***** DATASET CONTENT *****

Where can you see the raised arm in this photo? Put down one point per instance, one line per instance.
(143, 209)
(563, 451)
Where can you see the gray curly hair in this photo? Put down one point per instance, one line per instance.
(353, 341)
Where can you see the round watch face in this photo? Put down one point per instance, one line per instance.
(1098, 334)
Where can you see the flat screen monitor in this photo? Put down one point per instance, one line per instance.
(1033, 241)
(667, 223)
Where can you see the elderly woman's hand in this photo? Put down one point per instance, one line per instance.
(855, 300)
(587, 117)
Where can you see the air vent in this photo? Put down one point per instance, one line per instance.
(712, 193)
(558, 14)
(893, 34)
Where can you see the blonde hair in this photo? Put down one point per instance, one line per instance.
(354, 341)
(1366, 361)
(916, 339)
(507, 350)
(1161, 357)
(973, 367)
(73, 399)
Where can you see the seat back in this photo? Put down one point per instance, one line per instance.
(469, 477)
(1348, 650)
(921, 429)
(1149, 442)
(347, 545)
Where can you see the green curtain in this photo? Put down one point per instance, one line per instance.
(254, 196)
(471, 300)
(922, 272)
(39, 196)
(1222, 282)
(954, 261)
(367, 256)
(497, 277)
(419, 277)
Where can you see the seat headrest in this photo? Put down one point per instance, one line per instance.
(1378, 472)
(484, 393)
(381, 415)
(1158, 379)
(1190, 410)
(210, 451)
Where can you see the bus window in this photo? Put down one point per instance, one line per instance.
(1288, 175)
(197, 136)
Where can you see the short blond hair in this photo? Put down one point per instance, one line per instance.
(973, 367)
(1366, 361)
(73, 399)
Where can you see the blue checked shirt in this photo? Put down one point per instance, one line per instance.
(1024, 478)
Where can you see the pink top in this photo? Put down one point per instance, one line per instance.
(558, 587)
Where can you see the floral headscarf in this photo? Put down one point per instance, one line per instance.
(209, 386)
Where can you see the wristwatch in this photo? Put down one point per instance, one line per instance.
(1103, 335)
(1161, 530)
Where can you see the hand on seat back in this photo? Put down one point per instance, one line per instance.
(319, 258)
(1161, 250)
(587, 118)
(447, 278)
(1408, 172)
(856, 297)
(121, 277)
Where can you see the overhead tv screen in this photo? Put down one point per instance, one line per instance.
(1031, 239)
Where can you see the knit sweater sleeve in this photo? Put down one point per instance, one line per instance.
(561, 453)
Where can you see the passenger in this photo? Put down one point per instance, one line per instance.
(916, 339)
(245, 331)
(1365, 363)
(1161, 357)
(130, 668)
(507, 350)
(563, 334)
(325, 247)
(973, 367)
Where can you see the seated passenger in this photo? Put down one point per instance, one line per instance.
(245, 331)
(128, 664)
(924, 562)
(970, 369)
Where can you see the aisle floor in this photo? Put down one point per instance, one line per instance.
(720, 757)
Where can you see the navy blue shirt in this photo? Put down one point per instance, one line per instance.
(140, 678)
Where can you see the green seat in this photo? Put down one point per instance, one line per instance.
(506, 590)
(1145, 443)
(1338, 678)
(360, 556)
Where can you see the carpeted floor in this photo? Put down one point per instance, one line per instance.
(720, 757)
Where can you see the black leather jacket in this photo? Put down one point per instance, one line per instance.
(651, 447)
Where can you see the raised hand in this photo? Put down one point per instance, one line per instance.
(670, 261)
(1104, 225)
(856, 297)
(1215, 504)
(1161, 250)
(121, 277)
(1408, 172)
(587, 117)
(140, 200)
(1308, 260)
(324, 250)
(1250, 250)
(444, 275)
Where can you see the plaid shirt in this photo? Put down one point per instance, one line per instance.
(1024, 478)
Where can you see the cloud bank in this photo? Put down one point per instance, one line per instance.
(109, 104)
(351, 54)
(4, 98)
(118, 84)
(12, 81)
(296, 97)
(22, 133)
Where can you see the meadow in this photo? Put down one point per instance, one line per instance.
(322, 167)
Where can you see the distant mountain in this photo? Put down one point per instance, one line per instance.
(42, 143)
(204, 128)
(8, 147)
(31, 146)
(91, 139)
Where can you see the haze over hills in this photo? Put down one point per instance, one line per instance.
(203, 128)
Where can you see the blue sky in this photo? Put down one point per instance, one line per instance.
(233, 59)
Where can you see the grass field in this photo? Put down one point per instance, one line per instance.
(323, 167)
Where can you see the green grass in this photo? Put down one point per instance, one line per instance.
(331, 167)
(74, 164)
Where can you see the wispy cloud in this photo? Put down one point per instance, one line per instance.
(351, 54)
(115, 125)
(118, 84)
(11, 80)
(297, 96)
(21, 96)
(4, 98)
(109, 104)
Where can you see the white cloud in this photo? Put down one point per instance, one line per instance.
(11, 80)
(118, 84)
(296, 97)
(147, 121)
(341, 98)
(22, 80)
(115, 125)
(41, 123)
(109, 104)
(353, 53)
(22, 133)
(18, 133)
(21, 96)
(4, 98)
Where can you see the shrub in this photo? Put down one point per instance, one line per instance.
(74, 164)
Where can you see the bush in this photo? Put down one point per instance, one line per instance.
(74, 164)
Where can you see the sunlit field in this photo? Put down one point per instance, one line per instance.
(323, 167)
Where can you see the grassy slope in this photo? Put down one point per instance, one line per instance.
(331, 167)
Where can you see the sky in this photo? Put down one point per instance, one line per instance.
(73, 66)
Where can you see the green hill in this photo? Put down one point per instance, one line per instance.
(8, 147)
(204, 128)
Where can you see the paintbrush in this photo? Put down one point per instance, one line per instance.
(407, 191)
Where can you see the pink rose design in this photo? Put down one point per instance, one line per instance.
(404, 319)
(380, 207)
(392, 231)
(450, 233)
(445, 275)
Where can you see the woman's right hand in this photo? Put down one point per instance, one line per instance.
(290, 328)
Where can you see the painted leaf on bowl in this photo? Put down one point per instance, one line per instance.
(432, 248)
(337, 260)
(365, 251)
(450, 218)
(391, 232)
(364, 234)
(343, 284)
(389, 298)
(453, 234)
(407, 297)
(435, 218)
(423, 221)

*****

◆ **DO THIS**
Copy out the stretch of lines from the one containing "Where can you see the floral" through the one containing "(1031, 239)", keeping every line in place. Shift each coordinate in the answers by subtracting 72 from it.

◆ **WORKED SOLUTION**
Where can you see the floral headscarf in this photo? Put down one point per instance, one line per instance.
(137, 314)
Where can you see the wristwatch in this photo? Put down one point per instance, one line per instance.
(1031, 263)
(1089, 458)
Where can you see the hand on seat back in this photo? Put down one point per instance, one line per instance.
(247, 186)
(1089, 178)
(515, 46)
(375, 206)
(1336, 100)
(784, 225)
(49, 205)
Where can you see the overhead tv screen in this photo? Put down one point per instance, one line per instance.
(959, 167)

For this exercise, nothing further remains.